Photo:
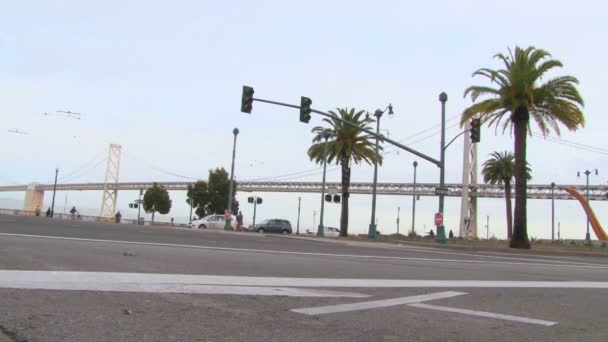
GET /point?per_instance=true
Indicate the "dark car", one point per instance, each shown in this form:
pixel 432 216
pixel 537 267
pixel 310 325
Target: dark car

--- --- ---

Task to complete | Minus its pictures, the full listing should be copied verbatim.

Solution to this exercise |
Photo:
GET /point?per_instance=true
Indicate the "dark car", one point per instance, each shown in this form:
pixel 432 216
pixel 537 267
pixel 310 325
Target: dark car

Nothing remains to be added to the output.